**Problem:** Please give only the number of lines in the listing below that contain "green".

**Data for review:**

::::

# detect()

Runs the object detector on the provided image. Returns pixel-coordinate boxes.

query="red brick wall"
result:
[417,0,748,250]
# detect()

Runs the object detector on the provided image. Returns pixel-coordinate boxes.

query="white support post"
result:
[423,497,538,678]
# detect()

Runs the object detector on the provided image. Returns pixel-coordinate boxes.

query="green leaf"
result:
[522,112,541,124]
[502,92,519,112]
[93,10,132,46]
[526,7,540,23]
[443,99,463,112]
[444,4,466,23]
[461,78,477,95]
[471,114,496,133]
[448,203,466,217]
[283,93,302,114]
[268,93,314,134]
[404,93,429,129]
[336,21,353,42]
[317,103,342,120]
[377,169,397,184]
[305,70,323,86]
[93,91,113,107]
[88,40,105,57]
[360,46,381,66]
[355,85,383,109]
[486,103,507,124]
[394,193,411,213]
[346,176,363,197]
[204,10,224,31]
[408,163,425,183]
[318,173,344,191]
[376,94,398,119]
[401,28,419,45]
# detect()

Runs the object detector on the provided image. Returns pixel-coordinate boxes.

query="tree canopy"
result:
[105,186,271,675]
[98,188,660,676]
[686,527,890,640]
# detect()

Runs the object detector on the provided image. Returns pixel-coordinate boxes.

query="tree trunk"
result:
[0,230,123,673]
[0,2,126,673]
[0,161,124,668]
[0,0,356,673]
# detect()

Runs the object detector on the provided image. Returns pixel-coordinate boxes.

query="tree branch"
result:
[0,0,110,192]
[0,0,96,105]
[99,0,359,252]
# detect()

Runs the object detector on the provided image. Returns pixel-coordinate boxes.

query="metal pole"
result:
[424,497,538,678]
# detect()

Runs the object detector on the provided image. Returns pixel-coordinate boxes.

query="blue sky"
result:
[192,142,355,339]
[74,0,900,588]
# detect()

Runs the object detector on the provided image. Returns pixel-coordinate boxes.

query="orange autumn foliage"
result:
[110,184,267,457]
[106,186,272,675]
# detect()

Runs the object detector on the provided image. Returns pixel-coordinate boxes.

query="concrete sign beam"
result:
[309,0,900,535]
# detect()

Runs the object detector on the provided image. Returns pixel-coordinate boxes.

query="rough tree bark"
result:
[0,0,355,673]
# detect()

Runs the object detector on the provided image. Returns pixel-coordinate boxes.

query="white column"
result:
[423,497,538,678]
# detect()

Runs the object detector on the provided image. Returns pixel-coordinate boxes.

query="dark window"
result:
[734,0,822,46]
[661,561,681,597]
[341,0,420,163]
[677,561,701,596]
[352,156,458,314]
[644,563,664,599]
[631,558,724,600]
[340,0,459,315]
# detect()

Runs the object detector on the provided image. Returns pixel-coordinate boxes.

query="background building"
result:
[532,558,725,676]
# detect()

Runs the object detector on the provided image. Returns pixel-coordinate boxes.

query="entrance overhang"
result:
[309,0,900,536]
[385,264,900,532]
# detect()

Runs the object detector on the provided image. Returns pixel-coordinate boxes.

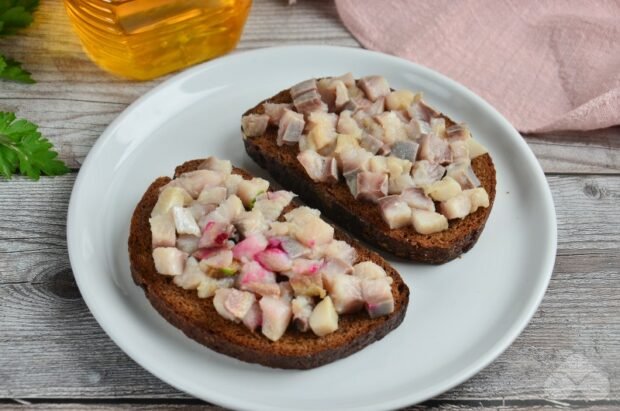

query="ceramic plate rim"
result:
[67,45,557,411]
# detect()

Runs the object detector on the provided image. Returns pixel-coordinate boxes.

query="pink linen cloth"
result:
[335,0,620,133]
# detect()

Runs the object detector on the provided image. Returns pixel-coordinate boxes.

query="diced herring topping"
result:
[297,150,338,183]
[358,76,391,101]
[150,213,176,247]
[292,295,314,332]
[153,247,188,276]
[400,187,435,212]
[356,171,388,202]
[446,160,481,190]
[241,114,269,137]
[148,156,395,341]
[426,176,462,202]
[411,209,449,234]
[291,79,326,115]
[361,278,394,319]
[378,195,412,229]
[248,74,490,236]
[262,103,293,125]
[309,296,339,337]
[277,109,305,146]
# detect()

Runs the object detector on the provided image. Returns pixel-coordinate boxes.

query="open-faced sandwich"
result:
[241,74,496,263]
[128,157,409,369]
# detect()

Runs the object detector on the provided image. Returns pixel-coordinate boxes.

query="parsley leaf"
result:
[0,112,69,180]
[0,0,39,83]
[0,0,39,35]
[0,54,34,83]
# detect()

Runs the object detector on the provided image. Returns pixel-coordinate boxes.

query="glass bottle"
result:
[64,0,252,80]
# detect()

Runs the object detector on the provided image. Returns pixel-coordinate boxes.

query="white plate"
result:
[67,46,556,410]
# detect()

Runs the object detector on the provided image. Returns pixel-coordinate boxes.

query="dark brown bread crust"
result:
[242,89,497,264]
[128,159,409,369]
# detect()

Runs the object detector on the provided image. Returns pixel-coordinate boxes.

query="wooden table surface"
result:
[1,0,619,409]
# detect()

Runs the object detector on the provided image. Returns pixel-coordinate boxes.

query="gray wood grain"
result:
[0,0,618,173]
[1,0,619,408]
[0,174,618,402]
[0,402,619,411]
[524,128,620,174]
[0,405,219,411]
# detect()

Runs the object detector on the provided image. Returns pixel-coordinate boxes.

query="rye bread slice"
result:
[128,159,409,369]
[242,88,497,264]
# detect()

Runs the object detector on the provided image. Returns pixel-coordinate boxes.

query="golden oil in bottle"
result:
[64,0,252,80]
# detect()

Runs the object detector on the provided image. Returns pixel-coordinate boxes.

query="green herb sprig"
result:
[0,112,69,180]
[0,54,33,83]
[0,0,39,83]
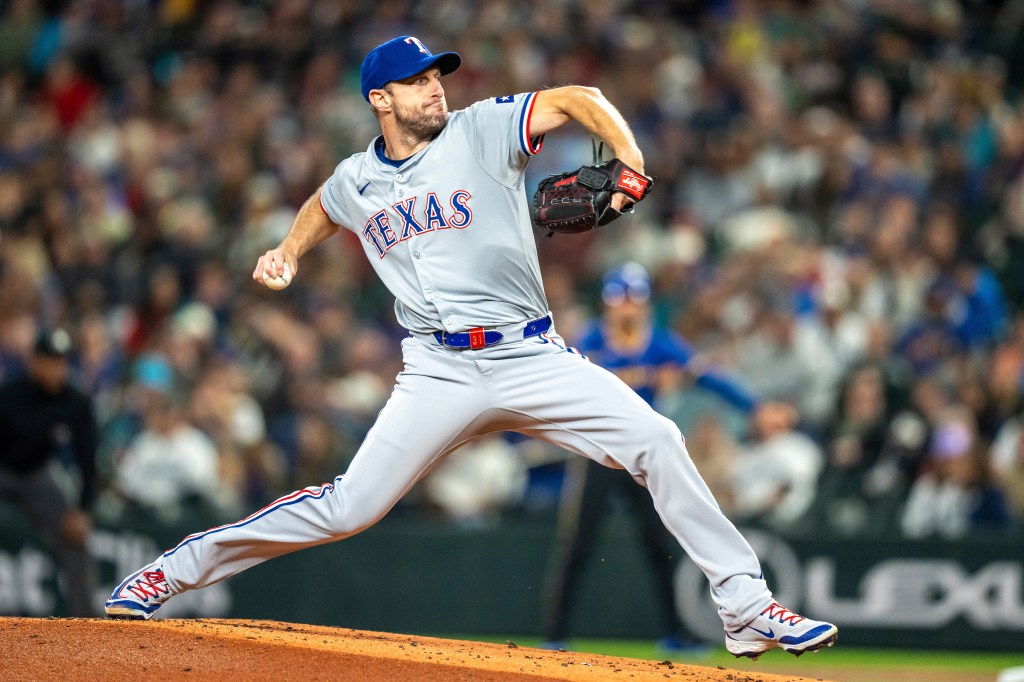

::::

**Answer section:** 2